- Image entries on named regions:
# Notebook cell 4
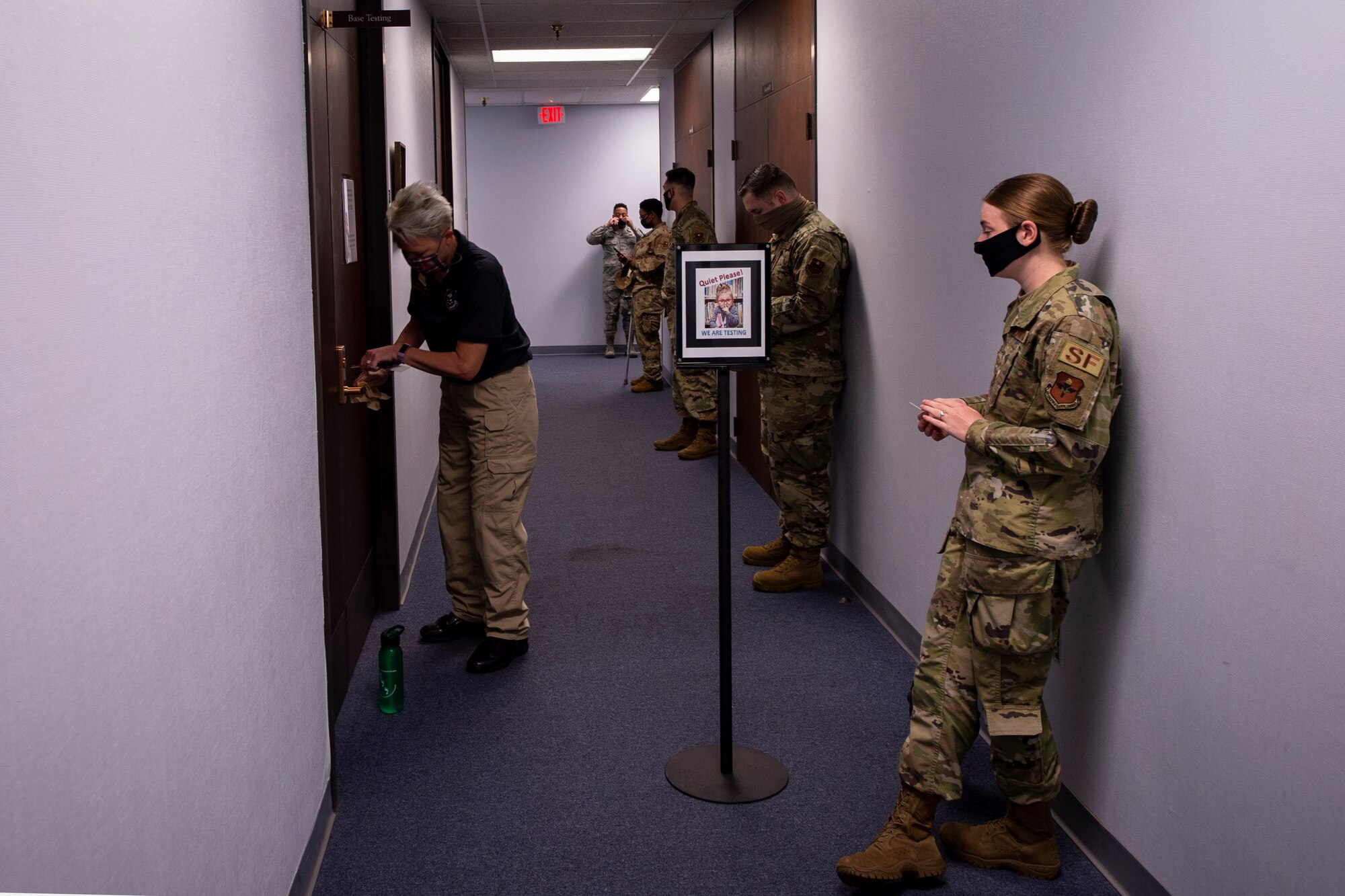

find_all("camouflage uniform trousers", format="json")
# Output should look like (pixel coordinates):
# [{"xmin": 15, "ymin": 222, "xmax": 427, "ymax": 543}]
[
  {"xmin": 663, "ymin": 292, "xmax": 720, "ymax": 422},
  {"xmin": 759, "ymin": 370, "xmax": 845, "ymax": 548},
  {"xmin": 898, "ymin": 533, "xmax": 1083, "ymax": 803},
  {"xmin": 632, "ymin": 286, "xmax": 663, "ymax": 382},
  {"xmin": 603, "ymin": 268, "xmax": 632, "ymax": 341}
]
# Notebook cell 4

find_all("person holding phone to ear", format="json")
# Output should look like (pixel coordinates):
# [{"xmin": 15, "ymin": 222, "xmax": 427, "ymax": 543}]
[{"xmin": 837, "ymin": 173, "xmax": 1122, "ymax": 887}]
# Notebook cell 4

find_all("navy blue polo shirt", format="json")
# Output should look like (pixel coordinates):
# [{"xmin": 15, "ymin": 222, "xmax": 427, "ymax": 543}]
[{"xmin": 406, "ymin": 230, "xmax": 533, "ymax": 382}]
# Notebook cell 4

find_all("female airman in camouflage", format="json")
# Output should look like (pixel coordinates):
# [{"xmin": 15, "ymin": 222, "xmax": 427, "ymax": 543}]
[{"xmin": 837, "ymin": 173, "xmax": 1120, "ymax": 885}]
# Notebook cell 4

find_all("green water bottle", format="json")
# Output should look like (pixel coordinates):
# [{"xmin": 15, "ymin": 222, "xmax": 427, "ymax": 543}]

- TASK DIRECTIONS:
How many lines in the records contain the string "format"? Reply with the number alone.

- ANSWER FOR THE TASK:
5